**Textauszug**:
So populistisch der Titel auch sein mag, so sehr trifft er dennoch oft einen wahren Kern. Ob Unternehmen des Mittelstands oder Weltkonzern, immer wieder hält kaum ein Messsystem einer Überprüfung, der Messsystemanalyse, stand. Dabei sollten doch vor allem Zahlen, Daten und Fakten die Grundlage für unternehmerische Entscheidungen sein. In der Realität findet dies aber oft nicht statt. Vielmehr wird eine Schutzmauer scheinheiliger Argumente aufgebaut, um ja nicht selbst tätig werden zu müssen. Faulheit, Ignoranz und dreiste Eigennutzoptimierung sind leider auch heute noch Kennzeichen vieler Akteure. Daher ist ein funktionierendes Kennzahlensystem als Grundlage eines effizienten Steuerungssystem absolut erfolgsentscheidend.

Dabei ist ein Verdrehen von Zahlen sehr schade. Man vergibt sich so unglaublich viel als Organisation und setzt sich unnötiger Gefahren aus. Wer würde schon gerne in eine Großraumflugzeug steigen, in dem die Messgeräte falsche Werte anzeigen? Dennoch ist dies in Organisationen eher die Regel als die Ausnahme. Es ist halt für den einzelnen unschön auf einmal transparent und vergleichbar zu werden. Das fordert man dann lieber vom Kollegen als sich selbst ein.

Um nicht komplett im Sarkasmus zu verfallen, soll anhand von Beispielen ins Konkrete gegangen werden. Ein sehr beliebtes Schauspiel ist das Management anhand von minimalen Stichproben, die keiner statistischen Grundregel standhalten. So werden mal ein oder zwei Stichproben gezogen, angeschaut und als Basis für endlose, meist nicht lösungsorientierte Diskussionen genutzt. Leider ist dies keine Seltenheit. Vereinzelt lassen sich sogar Qualitätsabteilungen zu dieser unsäglichen Praxis verleiten. Ein statisch sauberer Versuchsaufbau kostet halt Zeit und Energie.

**Bereitgestellte Daten**:
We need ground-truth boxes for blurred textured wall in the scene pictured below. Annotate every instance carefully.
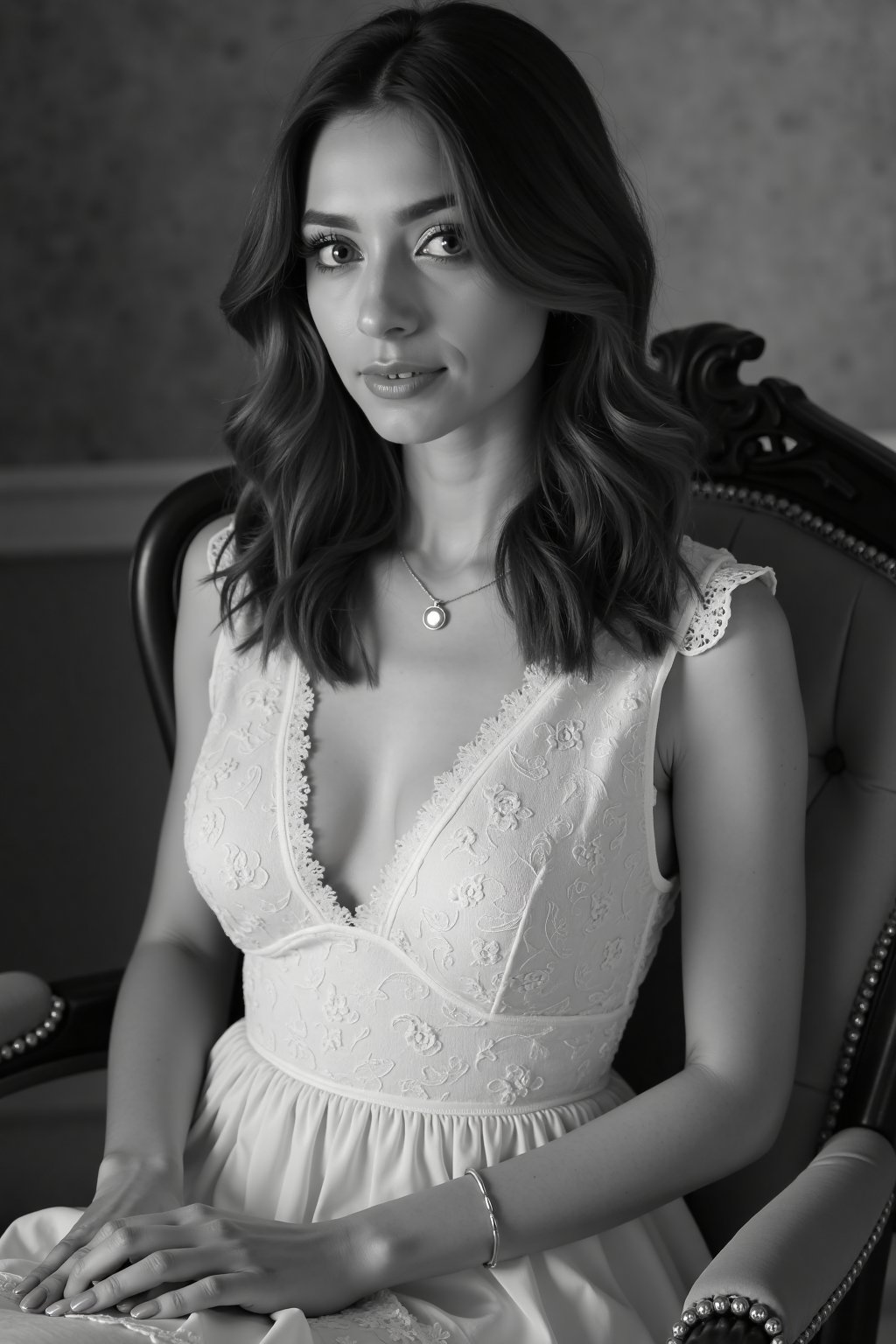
[0,0,896,464]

**Zu erledigende Aufgabe**: Übertragen Sie den Satz „Dabei sollten doch vor allem Zahlen, Daten und Fakten die Grundlage für unternehmerische Entscheidungen sein.“ aus dem Textauszug ins Englische.

**Erwartete Ausgabe**: Yet it is above all figures, data, and facts that should form the basis for business decisions.